WORK TO COMPLETE >>
Revise the data below by replacing each "Kindly" with "Please" and keeping every other part unchanged.
^^^^
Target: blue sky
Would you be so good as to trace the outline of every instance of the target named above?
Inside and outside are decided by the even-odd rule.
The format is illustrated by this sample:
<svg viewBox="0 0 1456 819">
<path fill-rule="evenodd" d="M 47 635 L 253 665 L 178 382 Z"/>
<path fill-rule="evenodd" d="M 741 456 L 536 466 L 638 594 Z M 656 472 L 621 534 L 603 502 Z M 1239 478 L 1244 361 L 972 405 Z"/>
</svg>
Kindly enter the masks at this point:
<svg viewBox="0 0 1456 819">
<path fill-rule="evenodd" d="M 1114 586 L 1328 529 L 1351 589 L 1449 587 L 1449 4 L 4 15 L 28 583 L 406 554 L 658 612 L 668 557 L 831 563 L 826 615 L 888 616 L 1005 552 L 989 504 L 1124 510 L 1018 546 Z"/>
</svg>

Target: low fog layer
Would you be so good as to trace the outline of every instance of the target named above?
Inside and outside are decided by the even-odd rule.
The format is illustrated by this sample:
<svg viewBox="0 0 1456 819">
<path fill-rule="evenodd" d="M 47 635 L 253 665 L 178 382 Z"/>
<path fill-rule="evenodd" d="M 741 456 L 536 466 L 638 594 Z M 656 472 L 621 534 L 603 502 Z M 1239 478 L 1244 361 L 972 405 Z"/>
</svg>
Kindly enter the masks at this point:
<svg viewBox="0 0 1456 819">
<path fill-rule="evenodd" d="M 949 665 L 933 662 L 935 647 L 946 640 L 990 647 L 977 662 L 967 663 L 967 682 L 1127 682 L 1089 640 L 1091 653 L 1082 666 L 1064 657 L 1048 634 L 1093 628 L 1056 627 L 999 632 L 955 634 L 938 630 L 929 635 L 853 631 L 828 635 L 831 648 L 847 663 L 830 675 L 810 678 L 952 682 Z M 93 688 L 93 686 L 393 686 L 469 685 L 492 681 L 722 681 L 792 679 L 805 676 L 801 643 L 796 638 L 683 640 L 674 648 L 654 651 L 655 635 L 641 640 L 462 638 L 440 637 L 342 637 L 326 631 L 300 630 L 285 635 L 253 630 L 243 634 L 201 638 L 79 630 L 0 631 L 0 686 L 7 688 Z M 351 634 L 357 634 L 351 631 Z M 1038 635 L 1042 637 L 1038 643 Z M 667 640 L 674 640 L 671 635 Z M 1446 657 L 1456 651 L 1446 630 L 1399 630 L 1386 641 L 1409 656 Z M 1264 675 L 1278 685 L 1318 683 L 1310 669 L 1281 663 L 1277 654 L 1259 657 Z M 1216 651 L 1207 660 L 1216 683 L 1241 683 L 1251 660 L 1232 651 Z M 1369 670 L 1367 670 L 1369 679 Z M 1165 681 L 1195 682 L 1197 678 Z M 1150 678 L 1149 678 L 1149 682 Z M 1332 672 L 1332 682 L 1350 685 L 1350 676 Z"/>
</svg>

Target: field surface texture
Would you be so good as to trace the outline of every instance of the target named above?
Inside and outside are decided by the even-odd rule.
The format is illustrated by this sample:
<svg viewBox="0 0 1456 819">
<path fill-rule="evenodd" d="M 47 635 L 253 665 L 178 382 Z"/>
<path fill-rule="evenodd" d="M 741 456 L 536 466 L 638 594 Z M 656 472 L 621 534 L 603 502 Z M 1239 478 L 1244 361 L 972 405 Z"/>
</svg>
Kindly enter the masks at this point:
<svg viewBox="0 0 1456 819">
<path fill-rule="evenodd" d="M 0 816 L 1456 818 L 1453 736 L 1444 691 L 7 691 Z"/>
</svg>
^^^^
WRITTEN SOLUTION >>
Target: blue sky
Would you be so good as to trace the outline of every instance of the target named above?
Inside and outside are decided by the even-odd rule.
The format is illustrated by this sample:
<svg viewBox="0 0 1456 819">
<path fill-rule="evenodd" d="M 47 635 L 253 665 L 178 382 Z"/>
<path fill-rule="evenodd" d="M 741 456 L 536 466 L 638 594 Z M 656 472 L 621 534 L 603 502 Z M 1239 478 L 1244 361 L 972 405 Z"/>
</svg>
Please enter the masks at this point:
<svg viewBox="0 0 1456 819">
<path fill-rule="evenodd" d="M 1114 586 L 1328 529 L 1351 589 L 1449 587 L 1449 4 L 4 15 L 28 583 L 406 554 L 658 612 L 668 557 L 831 563 L 826 615 L 888 616 L 1005 552 L 989 504 L 1124 510 L 1018 546 Z"/>
</svg>

Target: low fog layer
Would you be so good as to trace the outline of every instance of the target named above?
Inside and outside are decided by the even-odd rule.
The format is illustrated by this sample:
<svg viewBox="0 0 1456 819">
<path fill-rule="evenodd" d="M 47 635 L 253 665 L 178 382 Z"/>
<path fill-rule="evenodd" d="M 741 456 L 536 466 L 638 594 Z M 656 472 L 621 534 L 603 502 Z M 1239 478 L 1244 361 L 972 405 Z"/>
</svg>
Please enter the masks at this point:
<svg viewBox="0 0 1456 819">
<path fill-rule="evenodd" d="M 949 665 L 933 662 L 935 647 L 946 640 L 990 647 L 977 662 L 967 663 L 967 682 L 1127 682 L 1089 640 L 1091 653 L 1082 666 L 1064 657 L 1048 634 L 1093 628 L 1056 627 L 999 632 L 955 634 L 938 630 L 929 635 L 853 631 L 828 635 L 831 648 L 847 663 L 830 675 L 810 678 L 952 682 Z M 93 688 L 93 686 L 393 686 L 469 685 L 492 681 L 722 681 L 792 679 L 805 676 L 801 643 L 796 638 L 683 640 L 674 648 L 654 651 L 655 635 L 641 640 L 462 638 L 440 637 L 342 637 L 326 631 L 300 630 L 285 635 L 253 630 L 243 634 L 201 638 L 79 630 L 0 631 L 0 686 L 7 688 Z M 351 634 L 357 634 L 351 631 Z M 1038 635 L 1042 637 L 1038 643 Z M 667 640 L 674 640 L 671 635 Z M 1446 657 L 1456 651 L 1446 630 L 1399 630 L 1386 641 L 1409 656 Z M 1264 675 L 1278 685 L 1318 683 L 1310 669 L 1281 663 L 1277 654 L 1259 657 Z M 1216 651 L 1207 660 L 1216 683 L 1241 683 L 1251 660 L 1232 651 Z M 1369 670 L 1367 670 L 1369 679 Z M 1165 681 L 1195 682 L 1197 678 Z M 1150 678 L 1149 678 L 1149 682 Z M 1332 672 L 1332 682 L 1350 685 L 1350 676 Z"/>
</svg>

Target: field surface texture
Would you be so good as to trace the outline of every instance of the target named above?
Inside and outside are decided by the even-odd rule.
The format is illustrated by this sample:
<svg viewBox="0 0 1456 819">
<path fill-rule="evenodd" d="M 47 635 L 253 665 L 178 382 Z"/>
<path fill-rule="evenodd" d="M 741 456 L 536 466 L 638 594 Z M 656 472 L 621 534 L 603 502 Z M 1239 478 L 1244 361 L 972 405 Z"/>
</svg>
Please enter the masks at this point:
<svg viewBox="0 0 1456 819">
<path fill-rule="evenodd" d="M 0 816 L 1456 818 L 1453 736 L 1444 691 L 7 691 Z"/>
</svg>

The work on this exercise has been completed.